═════ SOURCE MATERIAL ═════
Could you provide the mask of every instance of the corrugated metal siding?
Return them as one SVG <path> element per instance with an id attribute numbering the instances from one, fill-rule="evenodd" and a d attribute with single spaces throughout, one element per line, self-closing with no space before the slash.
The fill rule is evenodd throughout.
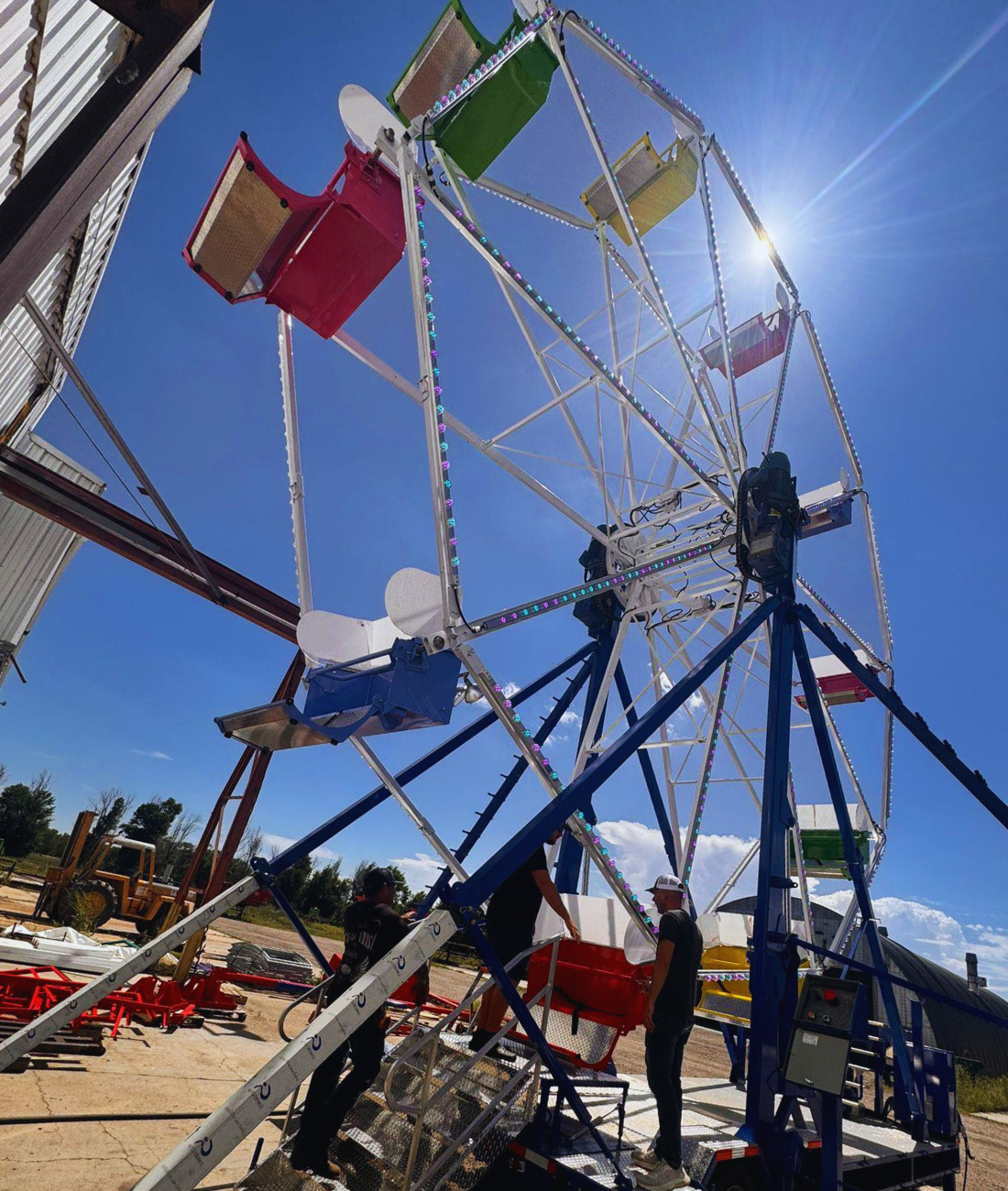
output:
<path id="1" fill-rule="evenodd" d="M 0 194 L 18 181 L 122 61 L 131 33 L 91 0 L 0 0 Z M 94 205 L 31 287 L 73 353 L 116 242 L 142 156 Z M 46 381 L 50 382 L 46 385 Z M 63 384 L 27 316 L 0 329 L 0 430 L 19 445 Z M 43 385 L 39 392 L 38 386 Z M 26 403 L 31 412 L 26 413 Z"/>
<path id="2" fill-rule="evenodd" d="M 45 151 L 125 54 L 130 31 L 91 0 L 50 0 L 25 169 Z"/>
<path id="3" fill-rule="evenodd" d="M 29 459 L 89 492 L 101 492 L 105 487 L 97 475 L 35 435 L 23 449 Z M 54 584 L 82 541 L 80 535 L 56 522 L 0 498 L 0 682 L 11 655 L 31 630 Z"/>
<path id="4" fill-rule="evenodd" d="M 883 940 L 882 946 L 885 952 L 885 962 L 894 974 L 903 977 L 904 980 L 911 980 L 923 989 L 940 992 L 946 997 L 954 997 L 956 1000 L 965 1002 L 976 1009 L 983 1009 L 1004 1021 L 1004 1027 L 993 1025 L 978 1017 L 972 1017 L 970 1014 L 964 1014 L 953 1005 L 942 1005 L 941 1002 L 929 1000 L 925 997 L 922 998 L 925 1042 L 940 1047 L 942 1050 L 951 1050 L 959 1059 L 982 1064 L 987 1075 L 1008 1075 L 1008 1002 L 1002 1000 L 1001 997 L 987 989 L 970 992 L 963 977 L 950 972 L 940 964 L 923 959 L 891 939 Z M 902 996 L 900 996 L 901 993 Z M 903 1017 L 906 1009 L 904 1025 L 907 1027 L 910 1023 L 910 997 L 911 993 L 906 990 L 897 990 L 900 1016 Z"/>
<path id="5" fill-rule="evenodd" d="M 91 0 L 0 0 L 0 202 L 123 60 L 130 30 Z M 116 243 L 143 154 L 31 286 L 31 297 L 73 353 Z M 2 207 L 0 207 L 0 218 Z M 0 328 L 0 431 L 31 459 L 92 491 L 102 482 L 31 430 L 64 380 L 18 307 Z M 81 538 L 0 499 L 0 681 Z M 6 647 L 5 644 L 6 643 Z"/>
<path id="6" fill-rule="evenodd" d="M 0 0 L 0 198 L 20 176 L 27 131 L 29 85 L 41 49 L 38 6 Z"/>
═════
═════ SOURCE MATERIAL ═════
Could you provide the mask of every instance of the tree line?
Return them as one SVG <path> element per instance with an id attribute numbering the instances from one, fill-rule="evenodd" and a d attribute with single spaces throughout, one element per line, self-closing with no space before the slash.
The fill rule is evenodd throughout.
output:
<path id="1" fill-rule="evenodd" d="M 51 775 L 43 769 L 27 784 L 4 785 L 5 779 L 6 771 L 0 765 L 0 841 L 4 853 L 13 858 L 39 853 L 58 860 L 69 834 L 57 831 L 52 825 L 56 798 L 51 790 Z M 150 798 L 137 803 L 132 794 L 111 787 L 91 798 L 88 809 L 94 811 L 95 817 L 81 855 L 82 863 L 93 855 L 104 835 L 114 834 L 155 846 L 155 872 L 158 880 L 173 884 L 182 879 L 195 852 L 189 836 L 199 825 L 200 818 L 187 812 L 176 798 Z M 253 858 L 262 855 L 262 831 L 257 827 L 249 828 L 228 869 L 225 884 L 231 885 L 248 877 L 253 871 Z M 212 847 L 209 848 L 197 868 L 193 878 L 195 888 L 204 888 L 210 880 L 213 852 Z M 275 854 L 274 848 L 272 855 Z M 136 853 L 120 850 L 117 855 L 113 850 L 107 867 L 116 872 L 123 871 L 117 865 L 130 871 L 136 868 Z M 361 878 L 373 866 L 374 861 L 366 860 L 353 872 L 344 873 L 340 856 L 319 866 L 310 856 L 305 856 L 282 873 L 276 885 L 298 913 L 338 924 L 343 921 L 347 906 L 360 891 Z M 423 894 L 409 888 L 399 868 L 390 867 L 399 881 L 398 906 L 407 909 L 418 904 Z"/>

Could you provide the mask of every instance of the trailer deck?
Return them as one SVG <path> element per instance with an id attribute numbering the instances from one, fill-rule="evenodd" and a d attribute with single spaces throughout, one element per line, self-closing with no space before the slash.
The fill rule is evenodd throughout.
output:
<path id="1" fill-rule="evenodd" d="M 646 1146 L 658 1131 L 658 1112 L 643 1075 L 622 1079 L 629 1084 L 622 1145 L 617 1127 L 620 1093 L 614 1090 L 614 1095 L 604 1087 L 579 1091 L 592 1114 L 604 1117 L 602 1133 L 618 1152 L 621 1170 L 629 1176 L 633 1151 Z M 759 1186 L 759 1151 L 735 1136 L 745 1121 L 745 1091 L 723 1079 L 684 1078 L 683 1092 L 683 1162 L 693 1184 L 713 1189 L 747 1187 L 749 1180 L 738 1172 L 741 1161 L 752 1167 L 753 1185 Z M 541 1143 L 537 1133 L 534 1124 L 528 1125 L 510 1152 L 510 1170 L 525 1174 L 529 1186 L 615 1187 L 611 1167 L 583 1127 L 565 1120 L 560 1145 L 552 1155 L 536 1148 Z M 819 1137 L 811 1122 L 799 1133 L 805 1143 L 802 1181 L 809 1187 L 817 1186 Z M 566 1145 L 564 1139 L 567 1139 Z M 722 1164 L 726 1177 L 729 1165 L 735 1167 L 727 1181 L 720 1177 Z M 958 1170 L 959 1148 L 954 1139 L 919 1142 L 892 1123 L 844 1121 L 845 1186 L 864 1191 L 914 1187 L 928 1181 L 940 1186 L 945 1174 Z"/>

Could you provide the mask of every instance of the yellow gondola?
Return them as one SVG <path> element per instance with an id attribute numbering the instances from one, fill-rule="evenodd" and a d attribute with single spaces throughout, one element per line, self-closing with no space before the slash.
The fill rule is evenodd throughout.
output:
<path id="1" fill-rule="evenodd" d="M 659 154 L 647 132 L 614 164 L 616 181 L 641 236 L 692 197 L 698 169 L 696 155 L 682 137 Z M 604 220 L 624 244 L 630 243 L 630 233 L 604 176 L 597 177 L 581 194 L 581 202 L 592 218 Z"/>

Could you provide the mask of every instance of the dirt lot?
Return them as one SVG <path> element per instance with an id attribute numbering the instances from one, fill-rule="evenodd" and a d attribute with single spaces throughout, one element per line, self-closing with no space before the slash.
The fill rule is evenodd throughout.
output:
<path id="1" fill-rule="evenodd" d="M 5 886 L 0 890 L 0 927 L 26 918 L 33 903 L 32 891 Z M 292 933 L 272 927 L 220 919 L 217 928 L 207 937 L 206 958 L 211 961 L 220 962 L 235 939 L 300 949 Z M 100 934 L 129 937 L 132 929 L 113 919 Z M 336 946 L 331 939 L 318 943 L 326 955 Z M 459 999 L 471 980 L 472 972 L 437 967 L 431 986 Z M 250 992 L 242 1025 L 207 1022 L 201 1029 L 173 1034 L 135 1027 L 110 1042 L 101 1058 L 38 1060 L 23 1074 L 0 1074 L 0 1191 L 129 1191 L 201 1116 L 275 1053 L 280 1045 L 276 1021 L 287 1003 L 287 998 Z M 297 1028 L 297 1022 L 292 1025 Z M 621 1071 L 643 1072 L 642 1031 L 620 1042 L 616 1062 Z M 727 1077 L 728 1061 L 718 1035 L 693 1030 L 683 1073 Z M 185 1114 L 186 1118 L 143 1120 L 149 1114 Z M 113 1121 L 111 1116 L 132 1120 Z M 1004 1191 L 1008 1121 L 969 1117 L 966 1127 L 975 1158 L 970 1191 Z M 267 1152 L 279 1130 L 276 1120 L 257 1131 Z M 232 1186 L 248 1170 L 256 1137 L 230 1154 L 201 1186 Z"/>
═════
§ **PROBLEM TO WORK ON**
Rename "gondola" to "railcar" in the part that opens with the line containing "Could you provide the mask of every instance of the yellow" and closes with the line containing "M 1004 1191", leaving everything else unchanged. Return only that part.

§ **RESPONSE**
Could you provide the mask of every instance of the yellow railcar?
Return them as one SVG <path> element per instance with an id attribute numbering the instances from one, fill-rule="evenodd" and a d attribute with single spaces throughout, one element per line, self-closing with no space before the slash.
The fill rule is evenodd throughout.
output:
<path id="1" fill-rule="evenodd" d="M 659 154 L 647 132 L 614 164 L 616 181 L 641 236 L 692 197 L 698 169 L 696 155 L 682 137 Z M 604 220 L 624 244 L 630 243 L 630 233 L 604 176 L 597 177 L 581 194 L 581 202 L 592 218 Z"/>

Could you provide the mask of every instance of the dirt lot?
Return them as one SVG <path> element per instance with an id attribute numbering the instances from one, fill-rule="evenodd" and a d attribute with single spaces throughout, one element per line, self-closing with no space before the slash.
The fill rule is evenodd throughout.
output:
<path id="1" fill-rule="evenodd" d="M 5 886 L 0 890 L 0 927 L 26 918 L 33 903 L 32 891 Z M 292 933 L 272 927 L 220 919 L 217 928 L 207 937 L 206 958 L 211 961 L 220 962 L 235 939 L 300 949 Z M 100 934 L 129 937 L 132 929 L 113 919 Z M 336 946 L 331 939 L 318 943 L 326 955 Z M 459 999 L 471 980 L 472 972 L 437 967 L 431 986 Z M 250 992 L 242 1025 L 207 1022 L 201 1029 L 173 1034 L 135 1027 L 110 1042 L 101 1058 L 38 1060 L 23 1074 L 0 1074 L 0 1191 L 129 1191 L 201 1116 L 275 1053 L 280 1045 L 276 1021 L 287 1003 L 287 998 Z M 297 1028 L 297 1022 L 292 1025 Z M 621 1071 L 643 1072 L 642 1031 L 620 1042 L 616 1062 Z M 727 1077 L 728 1061 L 718 1035 L 693 1030 L 683 1073 Z M 185 1114 L 186 1118 L 143 1120 L 149 1114 Z M 113 1121 L 111 1116 L 132 1120 Z M 1004 1191 L 1008 1121 L 969 1117 L 966 1127 L 975 1158 L 970 1191 Z M 267 1152 L 279 1130 L 276 1120 L 257 1131 Z M 232 1186 L 248 1170 L 256 1137 L 230 1154 L 201 1186 Z"/>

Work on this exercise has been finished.